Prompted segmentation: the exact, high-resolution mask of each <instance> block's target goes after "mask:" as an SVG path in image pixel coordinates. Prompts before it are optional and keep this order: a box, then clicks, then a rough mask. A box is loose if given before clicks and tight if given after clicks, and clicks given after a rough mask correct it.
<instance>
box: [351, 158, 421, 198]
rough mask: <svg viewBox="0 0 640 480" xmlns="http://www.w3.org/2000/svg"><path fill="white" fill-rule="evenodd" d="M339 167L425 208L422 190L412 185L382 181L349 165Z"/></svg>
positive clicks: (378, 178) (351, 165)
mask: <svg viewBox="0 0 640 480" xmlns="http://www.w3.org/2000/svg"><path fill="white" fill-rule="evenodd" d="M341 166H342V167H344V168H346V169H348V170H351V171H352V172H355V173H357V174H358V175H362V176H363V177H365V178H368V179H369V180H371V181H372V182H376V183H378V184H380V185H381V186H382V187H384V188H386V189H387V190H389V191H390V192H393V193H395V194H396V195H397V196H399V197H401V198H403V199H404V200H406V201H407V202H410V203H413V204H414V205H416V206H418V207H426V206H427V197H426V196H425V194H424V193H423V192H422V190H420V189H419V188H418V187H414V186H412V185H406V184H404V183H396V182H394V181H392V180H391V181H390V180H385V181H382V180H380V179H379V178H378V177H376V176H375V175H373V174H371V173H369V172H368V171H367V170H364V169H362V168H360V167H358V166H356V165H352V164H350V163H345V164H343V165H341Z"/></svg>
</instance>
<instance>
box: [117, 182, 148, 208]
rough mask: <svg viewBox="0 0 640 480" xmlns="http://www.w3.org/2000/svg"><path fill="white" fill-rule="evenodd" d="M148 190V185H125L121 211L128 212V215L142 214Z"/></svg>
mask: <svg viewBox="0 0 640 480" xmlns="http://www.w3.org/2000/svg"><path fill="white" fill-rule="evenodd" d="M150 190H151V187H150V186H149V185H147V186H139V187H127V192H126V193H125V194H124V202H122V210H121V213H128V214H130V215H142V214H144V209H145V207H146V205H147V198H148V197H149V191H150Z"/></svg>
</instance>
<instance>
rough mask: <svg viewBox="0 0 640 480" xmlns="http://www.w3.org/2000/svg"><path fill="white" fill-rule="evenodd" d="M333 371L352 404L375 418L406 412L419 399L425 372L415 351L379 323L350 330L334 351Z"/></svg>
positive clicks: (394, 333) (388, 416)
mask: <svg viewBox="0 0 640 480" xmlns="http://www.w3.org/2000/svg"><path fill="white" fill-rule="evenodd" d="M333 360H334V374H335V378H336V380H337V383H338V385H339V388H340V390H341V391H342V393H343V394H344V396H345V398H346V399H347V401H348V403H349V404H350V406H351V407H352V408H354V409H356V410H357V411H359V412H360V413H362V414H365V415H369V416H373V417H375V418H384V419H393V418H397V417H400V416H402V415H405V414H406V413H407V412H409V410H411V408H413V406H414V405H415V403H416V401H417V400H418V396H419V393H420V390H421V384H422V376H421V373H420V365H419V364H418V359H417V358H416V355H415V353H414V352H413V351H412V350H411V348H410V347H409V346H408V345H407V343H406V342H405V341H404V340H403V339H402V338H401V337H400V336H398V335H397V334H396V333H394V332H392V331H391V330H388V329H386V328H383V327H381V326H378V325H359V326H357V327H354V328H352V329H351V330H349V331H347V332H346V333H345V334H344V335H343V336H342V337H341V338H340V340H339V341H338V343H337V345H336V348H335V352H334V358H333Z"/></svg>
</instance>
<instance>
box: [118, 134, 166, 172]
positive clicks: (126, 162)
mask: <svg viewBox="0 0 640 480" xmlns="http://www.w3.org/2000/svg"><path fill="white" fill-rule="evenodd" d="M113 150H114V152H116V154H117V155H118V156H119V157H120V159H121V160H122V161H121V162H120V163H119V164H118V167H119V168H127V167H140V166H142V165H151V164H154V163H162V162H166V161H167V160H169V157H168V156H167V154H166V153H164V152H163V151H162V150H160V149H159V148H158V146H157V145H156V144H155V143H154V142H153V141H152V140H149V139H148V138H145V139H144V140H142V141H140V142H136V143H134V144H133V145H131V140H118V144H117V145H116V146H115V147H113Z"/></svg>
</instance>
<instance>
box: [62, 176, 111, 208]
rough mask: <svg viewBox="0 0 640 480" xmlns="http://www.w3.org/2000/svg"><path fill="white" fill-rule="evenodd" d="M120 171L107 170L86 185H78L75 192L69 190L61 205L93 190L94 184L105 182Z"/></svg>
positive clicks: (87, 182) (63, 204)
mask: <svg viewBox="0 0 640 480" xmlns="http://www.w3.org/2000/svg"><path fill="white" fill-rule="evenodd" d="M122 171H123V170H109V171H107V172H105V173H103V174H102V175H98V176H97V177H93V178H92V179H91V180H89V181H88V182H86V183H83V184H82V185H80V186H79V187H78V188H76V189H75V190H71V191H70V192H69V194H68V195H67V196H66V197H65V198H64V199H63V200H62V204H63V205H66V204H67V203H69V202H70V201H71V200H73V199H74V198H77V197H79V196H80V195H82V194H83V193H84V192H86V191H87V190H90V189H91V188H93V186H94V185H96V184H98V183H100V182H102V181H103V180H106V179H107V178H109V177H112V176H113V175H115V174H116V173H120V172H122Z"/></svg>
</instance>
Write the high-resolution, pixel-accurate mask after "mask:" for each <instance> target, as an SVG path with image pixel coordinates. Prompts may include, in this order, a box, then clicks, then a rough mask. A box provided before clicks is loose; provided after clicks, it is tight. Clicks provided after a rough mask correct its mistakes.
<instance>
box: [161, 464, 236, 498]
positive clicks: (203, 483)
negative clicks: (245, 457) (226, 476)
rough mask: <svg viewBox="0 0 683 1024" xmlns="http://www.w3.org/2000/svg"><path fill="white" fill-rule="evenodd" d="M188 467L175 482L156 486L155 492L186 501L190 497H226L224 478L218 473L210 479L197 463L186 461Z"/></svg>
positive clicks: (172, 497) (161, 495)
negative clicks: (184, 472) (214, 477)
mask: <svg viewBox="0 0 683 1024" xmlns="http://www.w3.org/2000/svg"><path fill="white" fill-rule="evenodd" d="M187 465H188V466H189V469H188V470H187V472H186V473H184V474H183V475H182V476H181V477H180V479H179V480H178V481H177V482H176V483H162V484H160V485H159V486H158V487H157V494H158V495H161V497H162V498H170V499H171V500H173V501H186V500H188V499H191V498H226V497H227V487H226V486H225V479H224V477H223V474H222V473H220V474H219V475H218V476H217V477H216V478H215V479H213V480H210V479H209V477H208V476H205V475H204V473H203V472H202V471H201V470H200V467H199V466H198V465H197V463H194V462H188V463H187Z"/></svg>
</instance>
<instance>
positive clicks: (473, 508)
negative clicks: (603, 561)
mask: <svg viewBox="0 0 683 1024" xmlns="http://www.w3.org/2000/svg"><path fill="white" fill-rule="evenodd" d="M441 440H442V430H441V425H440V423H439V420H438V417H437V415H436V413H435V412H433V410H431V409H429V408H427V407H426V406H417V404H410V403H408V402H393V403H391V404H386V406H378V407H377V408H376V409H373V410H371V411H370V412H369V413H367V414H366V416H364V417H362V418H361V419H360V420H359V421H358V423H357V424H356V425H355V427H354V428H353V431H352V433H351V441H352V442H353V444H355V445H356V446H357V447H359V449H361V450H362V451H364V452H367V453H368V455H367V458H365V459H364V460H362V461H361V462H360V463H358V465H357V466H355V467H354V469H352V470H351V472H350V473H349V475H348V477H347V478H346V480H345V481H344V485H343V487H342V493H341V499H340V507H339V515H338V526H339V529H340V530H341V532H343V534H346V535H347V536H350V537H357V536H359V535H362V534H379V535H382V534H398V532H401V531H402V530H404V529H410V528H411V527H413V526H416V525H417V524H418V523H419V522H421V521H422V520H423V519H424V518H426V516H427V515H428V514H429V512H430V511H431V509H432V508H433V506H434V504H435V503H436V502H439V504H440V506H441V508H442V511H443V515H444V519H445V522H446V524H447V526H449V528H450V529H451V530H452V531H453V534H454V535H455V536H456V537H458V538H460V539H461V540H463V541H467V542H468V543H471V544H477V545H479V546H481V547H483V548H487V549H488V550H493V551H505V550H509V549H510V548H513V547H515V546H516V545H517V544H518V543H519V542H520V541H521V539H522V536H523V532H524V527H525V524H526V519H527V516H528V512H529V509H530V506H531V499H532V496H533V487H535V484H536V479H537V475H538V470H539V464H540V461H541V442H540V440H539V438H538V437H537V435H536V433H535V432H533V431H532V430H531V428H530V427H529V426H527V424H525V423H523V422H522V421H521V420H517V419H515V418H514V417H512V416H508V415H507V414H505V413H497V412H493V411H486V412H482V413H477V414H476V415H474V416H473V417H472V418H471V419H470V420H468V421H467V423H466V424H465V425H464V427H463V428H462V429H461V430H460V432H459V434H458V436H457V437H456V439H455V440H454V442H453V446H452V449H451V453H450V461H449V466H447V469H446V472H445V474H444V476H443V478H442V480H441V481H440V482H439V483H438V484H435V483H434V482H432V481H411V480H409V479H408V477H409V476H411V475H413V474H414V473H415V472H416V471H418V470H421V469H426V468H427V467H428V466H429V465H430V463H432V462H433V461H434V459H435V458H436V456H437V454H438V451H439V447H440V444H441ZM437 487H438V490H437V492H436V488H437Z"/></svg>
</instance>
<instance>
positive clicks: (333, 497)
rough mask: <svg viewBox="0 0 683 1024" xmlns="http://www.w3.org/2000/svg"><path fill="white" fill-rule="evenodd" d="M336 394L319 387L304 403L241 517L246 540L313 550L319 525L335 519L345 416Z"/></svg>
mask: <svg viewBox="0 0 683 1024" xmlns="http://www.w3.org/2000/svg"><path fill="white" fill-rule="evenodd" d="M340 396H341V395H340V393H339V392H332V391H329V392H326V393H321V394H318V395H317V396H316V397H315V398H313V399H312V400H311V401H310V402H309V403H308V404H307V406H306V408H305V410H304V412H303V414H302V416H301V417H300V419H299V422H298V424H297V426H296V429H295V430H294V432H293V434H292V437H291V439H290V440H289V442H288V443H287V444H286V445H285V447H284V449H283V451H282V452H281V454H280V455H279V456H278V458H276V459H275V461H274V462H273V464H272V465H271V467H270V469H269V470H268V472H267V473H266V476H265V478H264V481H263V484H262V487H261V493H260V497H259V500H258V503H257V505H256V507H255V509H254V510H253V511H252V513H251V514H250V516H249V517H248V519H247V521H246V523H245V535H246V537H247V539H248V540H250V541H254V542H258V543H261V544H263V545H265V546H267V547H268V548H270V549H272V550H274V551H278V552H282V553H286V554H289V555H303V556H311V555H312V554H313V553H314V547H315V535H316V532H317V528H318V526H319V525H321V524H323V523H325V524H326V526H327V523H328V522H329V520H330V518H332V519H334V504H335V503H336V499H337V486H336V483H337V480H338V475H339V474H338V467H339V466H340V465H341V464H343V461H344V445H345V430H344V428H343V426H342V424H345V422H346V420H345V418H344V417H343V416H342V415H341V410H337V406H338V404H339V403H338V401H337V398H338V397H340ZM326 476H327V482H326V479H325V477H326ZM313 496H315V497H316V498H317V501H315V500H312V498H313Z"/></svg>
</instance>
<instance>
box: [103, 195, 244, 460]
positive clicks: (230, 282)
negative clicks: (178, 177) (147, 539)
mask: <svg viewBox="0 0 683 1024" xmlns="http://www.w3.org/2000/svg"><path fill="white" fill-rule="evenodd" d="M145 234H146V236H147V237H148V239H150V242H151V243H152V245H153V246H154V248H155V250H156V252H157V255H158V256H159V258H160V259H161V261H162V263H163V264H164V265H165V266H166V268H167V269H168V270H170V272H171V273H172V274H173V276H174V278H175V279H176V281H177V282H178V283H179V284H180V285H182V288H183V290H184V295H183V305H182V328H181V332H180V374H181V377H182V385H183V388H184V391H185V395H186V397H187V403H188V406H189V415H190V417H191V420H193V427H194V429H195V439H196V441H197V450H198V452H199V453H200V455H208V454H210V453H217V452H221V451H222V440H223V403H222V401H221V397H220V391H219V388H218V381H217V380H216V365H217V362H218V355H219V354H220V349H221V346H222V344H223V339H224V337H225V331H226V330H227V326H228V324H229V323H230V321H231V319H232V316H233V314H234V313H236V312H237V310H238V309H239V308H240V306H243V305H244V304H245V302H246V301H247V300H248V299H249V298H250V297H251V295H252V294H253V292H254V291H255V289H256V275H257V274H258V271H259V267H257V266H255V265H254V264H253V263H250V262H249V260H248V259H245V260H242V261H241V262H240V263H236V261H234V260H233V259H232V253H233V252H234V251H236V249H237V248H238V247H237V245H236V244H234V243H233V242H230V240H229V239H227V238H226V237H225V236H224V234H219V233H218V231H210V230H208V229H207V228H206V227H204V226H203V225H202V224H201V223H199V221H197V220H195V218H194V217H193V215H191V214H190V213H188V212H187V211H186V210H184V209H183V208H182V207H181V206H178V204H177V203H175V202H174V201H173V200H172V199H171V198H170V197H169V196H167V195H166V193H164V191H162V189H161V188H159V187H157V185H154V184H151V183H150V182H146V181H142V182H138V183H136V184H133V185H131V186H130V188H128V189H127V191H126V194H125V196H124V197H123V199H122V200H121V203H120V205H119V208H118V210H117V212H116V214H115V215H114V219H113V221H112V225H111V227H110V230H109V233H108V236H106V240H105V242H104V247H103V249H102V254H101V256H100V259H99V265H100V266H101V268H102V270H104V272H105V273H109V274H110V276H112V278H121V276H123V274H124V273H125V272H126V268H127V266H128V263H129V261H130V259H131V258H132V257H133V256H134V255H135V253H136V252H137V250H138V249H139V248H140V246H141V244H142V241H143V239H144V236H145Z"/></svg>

● **WHAT THE EXERCISE ASKS**
Look through the material above and print exactly the lines from the one containing "box: [118, 134, 166, 172]" to the one containing "box: [161, 464, 236, 498]", both included, and nothing more.

● **RESPONSE TO THIS TASK**
box: [118, 134, 166, 172]
positive clicks: (126, 162)
mask: <svg viewBox="0 0 640 480" xmlns="http://www.w3.org/2000/svg"><path fill="white" fill-rule="evenodd" d="M113 150H114V152H116V154H117V155H118V156H119V157H120V159H121V160H122V161H121V162H120V163H119V164H118V167H119V168H127V167H140V166H142V165H151V164H154V163H162V162H166V161H167V160H169V157H168V156H167V154H166V153H164V152H163V151H162V150H160V149H159V148H158V146H157V145H156V144H155V143H154V142H153V141H152V140H149V139H148V138H145V139H144V140H142V141H140V142H136V143H134V144H133V145H131V140H118V144H117V145H116V146H115V147H113Z"/></svg>
</instance>
<instance>
box: [62, 176, 111, 208]
rough mask: <svg viewBox="0 0 640 480" xmlns="http://www.w3.org/2000/svg"><path fill="white" fill-rule="evenodd" d="M120 171L107 170L86 185H78L75 192L69 190L61 205L93 190L94 184L105 182Z"/></svg>
positive clicks: (87, 182) (63, 204)
mask: <svg viewBox="0 0 640 480" xmlns="http://www.w3.org/2000/svg"><path fill="white" fill-rule="evenodd" d="M122 171H123V170H109V171H107V172H105V173H103V174H102V175H98V176H97V177H93V178H92V179H91V180H89V181H88V182H86V183H83V184H82V185H80V186H79V187H78V188H76V189H75V190H71V191H70V192H69V194H68V195H67V196H66V197H65V198H64V199H63V200H62V204H63V205H66V204H67V203H69V202H70V201H71V200H73V199H74V198H77V197H79V196H80V195H82V194H83V193H84V192H86V191H87V190H90V189H91V188H93V186H94V185H96V184H98V183H100V182H102V181H103V180H106V179H107V178H109V177H112V176H113V175H115V174H116V173H120V172H122Z"/></svg>
</instance>
Write the high-resolution, pixel-accurate mask after "mask:" for each <instance> target, as an SVG path with image pixel coordinates. Prompts may include, in this order, a box, then clicks, then a rough mask. A box provided before clicks is loose; provided after clicks, it is tight. Clicks provided after a rough mask correct its mistakes.
<instance>
box: [161, 464, 236, 498]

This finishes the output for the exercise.